### Task item
Identify each line below that contains the word "query", and copy it out.

### Entries shown

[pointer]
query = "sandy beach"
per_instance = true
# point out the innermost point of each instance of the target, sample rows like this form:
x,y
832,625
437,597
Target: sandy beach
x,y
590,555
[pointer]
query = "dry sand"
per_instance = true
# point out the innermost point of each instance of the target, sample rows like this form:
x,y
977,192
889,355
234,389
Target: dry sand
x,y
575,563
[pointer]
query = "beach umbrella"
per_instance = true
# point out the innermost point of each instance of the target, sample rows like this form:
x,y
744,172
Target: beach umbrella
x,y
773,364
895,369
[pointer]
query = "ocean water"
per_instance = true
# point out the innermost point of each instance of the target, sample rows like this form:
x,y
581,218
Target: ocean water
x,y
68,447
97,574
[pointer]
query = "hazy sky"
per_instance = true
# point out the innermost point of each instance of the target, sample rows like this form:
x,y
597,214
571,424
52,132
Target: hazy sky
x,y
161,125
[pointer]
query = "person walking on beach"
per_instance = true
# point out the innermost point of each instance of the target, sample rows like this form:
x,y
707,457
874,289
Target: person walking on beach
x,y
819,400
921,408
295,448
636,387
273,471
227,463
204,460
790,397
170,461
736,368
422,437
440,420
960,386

...

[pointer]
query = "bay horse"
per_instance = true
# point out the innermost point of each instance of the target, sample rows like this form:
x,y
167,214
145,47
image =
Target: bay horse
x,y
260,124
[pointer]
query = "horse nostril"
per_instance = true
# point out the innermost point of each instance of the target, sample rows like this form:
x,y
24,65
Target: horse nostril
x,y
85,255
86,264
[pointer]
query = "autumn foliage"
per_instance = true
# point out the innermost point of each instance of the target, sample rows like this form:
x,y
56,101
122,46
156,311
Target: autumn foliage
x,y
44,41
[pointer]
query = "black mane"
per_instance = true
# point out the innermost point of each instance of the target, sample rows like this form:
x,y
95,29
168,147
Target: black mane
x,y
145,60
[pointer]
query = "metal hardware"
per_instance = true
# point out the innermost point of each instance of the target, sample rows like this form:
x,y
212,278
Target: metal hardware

### Solution for this task
query = "sandy beach"
query = "dry sand"
query = "beach umbrella"
query = "ocean water"
query = "hazy sky"
query = "person walking on beach"
query = "bay horse"
query = "horse nostril"
query = "autumn foliage"
query = "black mane"
query = "metal hardware"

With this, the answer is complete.